## INSTRUCTIONS FOR THE TASK
The job is to output each record again, character for character.
▬▬▬
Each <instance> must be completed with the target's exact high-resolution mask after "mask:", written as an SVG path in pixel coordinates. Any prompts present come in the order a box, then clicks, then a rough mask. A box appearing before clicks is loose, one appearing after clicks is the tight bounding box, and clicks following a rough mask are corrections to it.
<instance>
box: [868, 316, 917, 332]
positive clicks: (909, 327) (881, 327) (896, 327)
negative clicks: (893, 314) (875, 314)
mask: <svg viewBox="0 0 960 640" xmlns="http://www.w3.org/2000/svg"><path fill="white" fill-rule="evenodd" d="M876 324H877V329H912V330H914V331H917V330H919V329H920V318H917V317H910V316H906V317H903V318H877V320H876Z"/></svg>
▬▬▬
## ANSWER SECTION
Each <instance> must be completed with the target's exact high-resolution mask after "mask:", written as an SVG path in pixel coordinates. Any prompts present come in the order a box, then clicks, then a rough mask. A box appearing before clicks is loose, one appearing after clicks is the tight bounding box, and clicks following a rough mask are corrections to it.
<instance>
box: [868, 316, 917, 332]
positive clicks: (909, 327) (881, 327) (896, 327)
negative clicks: (893, 314) (875, 314)
mask: <svg viewBox="0 0 960 640" xmlns="http://www.w3.org/2000/svg"><path fill="white" fill-rule="evenodd" d="M876 324H877V329H912V330H914V331H917V330H919V329H920V318H917V317H910V316H906V317H903V318H877V320H876Z"/></svg>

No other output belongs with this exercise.